-- start Supplied data --
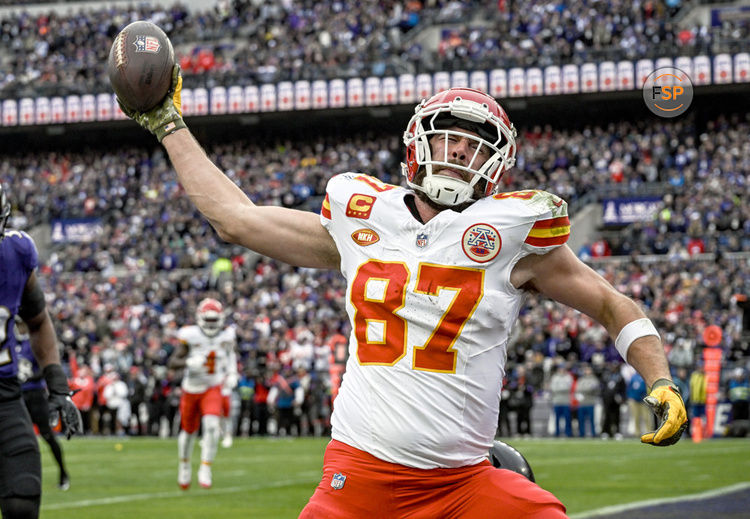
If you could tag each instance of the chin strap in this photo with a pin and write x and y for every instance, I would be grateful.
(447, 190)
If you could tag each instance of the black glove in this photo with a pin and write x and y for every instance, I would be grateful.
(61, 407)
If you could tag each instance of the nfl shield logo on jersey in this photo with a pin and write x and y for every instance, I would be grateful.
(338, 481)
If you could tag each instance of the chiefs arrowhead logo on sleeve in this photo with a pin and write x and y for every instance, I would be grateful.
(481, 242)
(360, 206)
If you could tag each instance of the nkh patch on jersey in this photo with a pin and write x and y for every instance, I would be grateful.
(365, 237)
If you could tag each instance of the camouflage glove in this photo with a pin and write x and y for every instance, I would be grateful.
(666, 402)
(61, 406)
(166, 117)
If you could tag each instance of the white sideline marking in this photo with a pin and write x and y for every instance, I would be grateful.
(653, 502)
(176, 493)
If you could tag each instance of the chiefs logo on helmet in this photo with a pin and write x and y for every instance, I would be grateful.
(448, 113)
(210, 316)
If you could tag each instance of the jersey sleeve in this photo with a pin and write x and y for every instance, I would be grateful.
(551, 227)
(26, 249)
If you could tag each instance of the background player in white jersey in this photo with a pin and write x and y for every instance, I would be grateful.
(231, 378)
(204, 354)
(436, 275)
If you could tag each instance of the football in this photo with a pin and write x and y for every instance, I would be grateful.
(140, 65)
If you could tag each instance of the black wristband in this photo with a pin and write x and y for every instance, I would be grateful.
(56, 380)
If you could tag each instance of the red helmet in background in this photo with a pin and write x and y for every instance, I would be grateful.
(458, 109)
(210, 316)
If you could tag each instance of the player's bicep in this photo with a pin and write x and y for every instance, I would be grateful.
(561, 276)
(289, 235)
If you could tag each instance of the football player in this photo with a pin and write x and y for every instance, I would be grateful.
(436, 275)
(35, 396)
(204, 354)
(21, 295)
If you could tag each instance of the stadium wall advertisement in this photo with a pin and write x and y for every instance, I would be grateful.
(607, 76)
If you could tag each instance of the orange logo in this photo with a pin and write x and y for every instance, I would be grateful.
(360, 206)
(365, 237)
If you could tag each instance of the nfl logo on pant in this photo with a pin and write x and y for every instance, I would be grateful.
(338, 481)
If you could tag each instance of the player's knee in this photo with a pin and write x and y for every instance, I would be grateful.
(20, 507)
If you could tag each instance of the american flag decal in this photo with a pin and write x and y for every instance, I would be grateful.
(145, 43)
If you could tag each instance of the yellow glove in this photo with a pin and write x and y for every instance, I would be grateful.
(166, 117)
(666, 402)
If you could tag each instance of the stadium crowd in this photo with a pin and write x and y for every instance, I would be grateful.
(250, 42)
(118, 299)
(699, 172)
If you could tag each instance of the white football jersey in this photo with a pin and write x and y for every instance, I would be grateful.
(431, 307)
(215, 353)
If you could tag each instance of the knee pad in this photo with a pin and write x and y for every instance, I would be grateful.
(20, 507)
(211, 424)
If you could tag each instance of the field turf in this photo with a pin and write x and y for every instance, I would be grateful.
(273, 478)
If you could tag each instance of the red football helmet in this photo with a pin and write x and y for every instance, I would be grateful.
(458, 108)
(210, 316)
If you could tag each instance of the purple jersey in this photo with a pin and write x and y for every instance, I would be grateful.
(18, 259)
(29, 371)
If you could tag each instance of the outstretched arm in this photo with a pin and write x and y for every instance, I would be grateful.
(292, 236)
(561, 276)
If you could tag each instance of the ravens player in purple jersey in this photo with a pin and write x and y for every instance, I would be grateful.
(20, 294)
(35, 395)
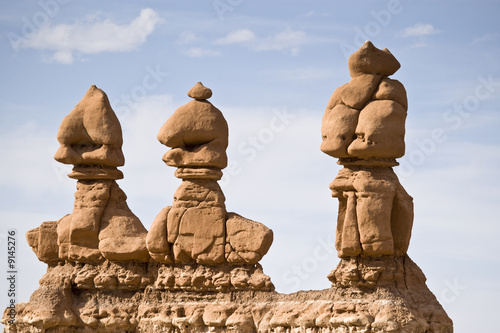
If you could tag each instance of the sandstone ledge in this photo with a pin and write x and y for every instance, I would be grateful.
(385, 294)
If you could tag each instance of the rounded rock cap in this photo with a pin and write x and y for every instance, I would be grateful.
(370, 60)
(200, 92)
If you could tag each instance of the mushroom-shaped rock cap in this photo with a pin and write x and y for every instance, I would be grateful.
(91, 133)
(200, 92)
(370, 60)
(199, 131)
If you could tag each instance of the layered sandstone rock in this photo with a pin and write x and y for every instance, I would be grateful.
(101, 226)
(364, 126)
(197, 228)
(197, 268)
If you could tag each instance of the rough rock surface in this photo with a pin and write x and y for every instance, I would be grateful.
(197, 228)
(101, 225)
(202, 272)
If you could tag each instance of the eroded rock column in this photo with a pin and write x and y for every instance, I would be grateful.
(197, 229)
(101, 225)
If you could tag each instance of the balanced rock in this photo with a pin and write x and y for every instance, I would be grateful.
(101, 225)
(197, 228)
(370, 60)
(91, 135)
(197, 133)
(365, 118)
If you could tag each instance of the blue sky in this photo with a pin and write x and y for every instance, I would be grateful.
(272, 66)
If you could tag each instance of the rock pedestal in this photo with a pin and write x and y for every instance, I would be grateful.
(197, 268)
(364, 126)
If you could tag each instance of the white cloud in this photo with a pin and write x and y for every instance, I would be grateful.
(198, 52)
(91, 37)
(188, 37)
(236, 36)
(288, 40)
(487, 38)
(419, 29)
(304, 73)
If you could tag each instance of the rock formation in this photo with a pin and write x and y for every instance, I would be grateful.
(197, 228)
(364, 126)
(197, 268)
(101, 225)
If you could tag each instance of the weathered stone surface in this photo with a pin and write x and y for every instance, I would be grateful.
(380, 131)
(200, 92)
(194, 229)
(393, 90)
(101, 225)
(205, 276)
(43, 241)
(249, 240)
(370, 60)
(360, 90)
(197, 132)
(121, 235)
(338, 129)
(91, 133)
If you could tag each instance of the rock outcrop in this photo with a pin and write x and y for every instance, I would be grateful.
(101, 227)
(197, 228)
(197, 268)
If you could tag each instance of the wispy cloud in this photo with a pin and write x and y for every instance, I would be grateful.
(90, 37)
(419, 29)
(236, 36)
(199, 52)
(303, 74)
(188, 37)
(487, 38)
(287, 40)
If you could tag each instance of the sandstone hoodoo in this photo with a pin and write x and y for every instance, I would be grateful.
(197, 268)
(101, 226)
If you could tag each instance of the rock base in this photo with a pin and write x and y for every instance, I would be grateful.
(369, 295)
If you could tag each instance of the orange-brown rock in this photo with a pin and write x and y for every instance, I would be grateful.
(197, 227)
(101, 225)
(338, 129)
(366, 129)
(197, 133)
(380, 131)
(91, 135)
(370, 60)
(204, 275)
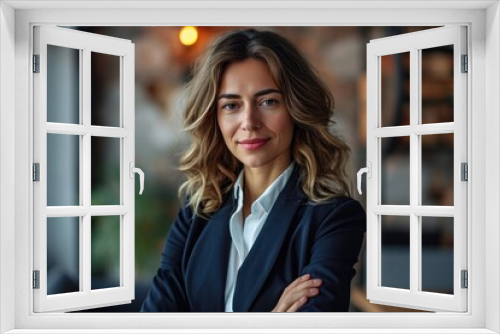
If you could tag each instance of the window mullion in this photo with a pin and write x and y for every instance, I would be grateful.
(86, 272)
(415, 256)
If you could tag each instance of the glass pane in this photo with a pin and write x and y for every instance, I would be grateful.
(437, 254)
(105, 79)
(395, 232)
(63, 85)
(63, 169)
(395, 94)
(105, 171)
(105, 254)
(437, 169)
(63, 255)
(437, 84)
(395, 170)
-- end Supplied data --
| What you have to do |
Quote every record above exactly, leaving out any pictures.

| Task result |
If you could tag each instance of the chin strap in this photo with a pin and write x and y for every instance, I would be grateful.
(447, 190)
If you could tag each instance of the black glove in this photo with a pin and write x and y for every instance, I would be grateful.
(61, 407)
If you could tag each instance of the nfl shield logo on jersey in this photo with a pin and write x and y for every instance, I would be grateful.
(338, 481)
If you could tag each instance of the chiefs arrowhead logo on sleeve in this photo with a pin and write x and y for every instance, I would be grateful.
(481, 242)
(360, 206)
If you could tag each instance of the nkh patch on jersey in this photo with a pin and write x and y for every instance, I would be grateful.
(365, 237)
If you could tag each instance of the camouflage glove in this photo with a pin and write x and y for every instance, I would be grateful.
(666, 402)
(61, 406)
(166, 117)
If you could tag each instance of the white sideline marking in this photo with a pin and write x and y for every instance, I would be grateful.
(653, 502)
(176, 493)
If you could tag each instance of the chiefs logo on helmet in this photo with a pin and write x and y for every instance, I would be grateful.
(448, 113)
(210, 316)
If you could tag each instance of the jersey sleeve in this photo with a pin and write x and y for every instance, I would be grateful.
(551, 227)
(26, 249)
If you could tag each instance of the background player in white jersey in this photo with a pin and write x and y for every instance, I would be grateful.
(231, 378)
(204, 354)
(436, 275)
If you could tag each instance of the football in this photo with a pin and write x and y for every instance, I would be grateful.
(140, 65)
If you could tag each instance of the black wristband in this photo with a pin and write x and y for every instance, I would be grateful.
(56, 380)
If you could tag each instance of the red helmet in background in this photo with a pin and write x and y for every instance, I would be grateful.
(458, 109)
(210, 316)
If you could tag each instance of the player's bicep in this photo with a pin and write x and y for every instance, I would be grateful.
(561, 276)
(289, 235)
If you could tag each instance of the football player in this photo with a pin and write x and y for every instance, I would be grateful.
(436, 275)
(35, 396)
(204, 354)
(21, 295)
If you could tag each instance of the stadium wall advertisement in this photo with a pin and write x and y for every instance, I would be grateful.
(607, 76)
If you could tag each instance of the orange logo in this photo with a pin and write x and y for every instance, I would be grateful.
(360, 206)
(365, 237)
If you could tag each instance of the nfl logo on pant in this photo with a pin and write x and y for every instance, I would be grateful.
(338, 481)
If you could tag each instance of the player's knee in this photo with a pin and write x and y for every instance, I would be grateful.
(20, 507)
If you could tag each instance of the american flag decal in this photo with a pin and write x and y for every instance, I would be grateful.
(145, 43)
If you could tag each instance of the yellow glove in this photo with a pin and write x and y for every instance, I would be grateful.
(166, 117)
(666, 402)
If you could tag each instance of the stadium crowd in this photo with a pin and write x and y for every instance, I would be grateful.
(250, 42)
(118, 299)
(699, 172)
If you could tag each instance of the white football jersey in this photo with a pin and write x and y for every instance, I would be grateful.
(431, 307)
(215, 353)
If you could tag each instance of the knee pad in this photo with a pin and write x and y for every instance, I would be grateful.
(20, 507)
(211, 424)
If you could tag each instance of the field turf in this photo with a pin and write x and y for every instance, I would be grateful.
(273, 478)
If you could tag each instance of the red football helmet in this photo with a pin and write x and y for every instance, I would be grateful.
(458, 108)
(210, 316)
If you could tag each instance of the purple jersey in this photo with a pin and write x and y for every instance, I would be grateful.
(18, 259)
(29, 371)
If you could tag each instance of the outstretched arm in this photo with a pin and write x and y for every instance, I would be grateful.
(292, 236)
(561, 276)
If you could tag each instance of the ravens player in purple jersey in this photo with a pin and write x and y for every instance, I would be grateful.
(20, 294)
(35, 395)
If you could tag each instance of the sandstone ledge in this photo with a pin and write x and y for every instance, I would be grateful.
(385, 294)
If you could tag each instance of the rounded rock cap in this photo with a pin and write x and y for every instance, I would be grateful.
(370, 60)
(200, 92)
If you could tag each instance of the mushroom-shaped rock cap in this photo with a pin and write x and y for every instance, I would be grateful.
(91, 133)
(200, 92)
(370, 60)
(199, 131)
If you could tag each instance of the layered sandstone rock in this photo with a pin and write x and y for every instance, I would be grateful.
(101, 226)
(364, 126)
(197, 228)
(197, 268)
If you could tag each instance of the rough rock surface in this photo with a pin and write x and y for every instance, I would be grateful.
(197, 228)
(101, 225)
(202, 272)
If you could tag each instance of the eroded rock column in this photo with a pin and write x and y for every instance, I would be grateful.
(197, 229)
(101, 225)
If you could tag each instance of the balanced rock in this photo with a pin and write x and y for every instance, I would be grateful.
(101, 225)
(197, 228)
(370, 60)
(91, 135)
(197, 133)
(365, 118)
If you could tag each instance of the blue sky in this photo with a pin and write x and y for every instance, I would be grateful.
(272, 66)
If you could tag each instance of the rock pedestal in this photo with a pin and write x and y for every instance, I would be grateful.
(197, 268)
(364, 126)
If you could tag each instance of the white cloud in this photo with a pin and write x and y for every instance, I would be grateful.
(198, 52)
(91, 37)
(188, 37)
(236, 36)
(288, 40)
(487, 38)
(419, 29)
(304, 73)
If you could tag each instance of the rock formation in this photo with a pin and write x and y for every instance, I would be grateful.
(197, 228)
(364, 126)
(197, 268)
(101, 225)
If you could tag each instance of the weathered stone surface in this photo with a pin and write x and y for every instance, I would be grateful.
(380, 131)
(200, 92)
(194, 229)
(393, 90)
(101, 225)
(205, 276)
(43, 241)
(249, 240)
(370, 60)
(360, 90)
(197, 132)
(121, 235)
(338, 129)
(91, 133)
If you could tag each instance of the rock outcrop in this photo with a pin and write x and y for every instance, I would be grateful.
(101, 227)
(197, 228)
(197, 268)
If you could tag each instance of the wispy cloud in this photo with a pin and write x and y for every instance, I would be grateful.
(90, 37)
(419, 29)
(236, 36)
(199, 52)
(303, 74)
(188, 37)
(487, 38)
(287, 40)
If you could tag each instance of the sandstone hoodoo in this photo with a pin and write x and y for every instance, I would be grateful.
(197, 268)
(101, 226)
If you could tag each instance of the rock base in this photo with a pin and write x and y for every instance, I would be grateful.
(369, 295)
If you could tag each instance of the orange-brown rock in this photo with a pin and write x and y for every instance, I would be grateful.
(197, 227)
(101, 225)
(338, 129)
(366, 129)
(197, 133)
(380, 131)
(91, 135)
(370, 60)
(204, 275)
If you could tag each instance of the window mullion in this photo with a pin and write x and y for every instance, I would be grateful.
(86, 272)
(415, 256)
If you could tag each instance of the glass pane in this photo with a pin and write x and y for every instance, I would be grateful.
(437, 254)
(105, 79)
(395, 232)
(63, 85)
(63, 169)
(395, 94)
(105, 171)
(105, 254)
(437, 169)
(63, 255)
(437, 84)
(395, 170)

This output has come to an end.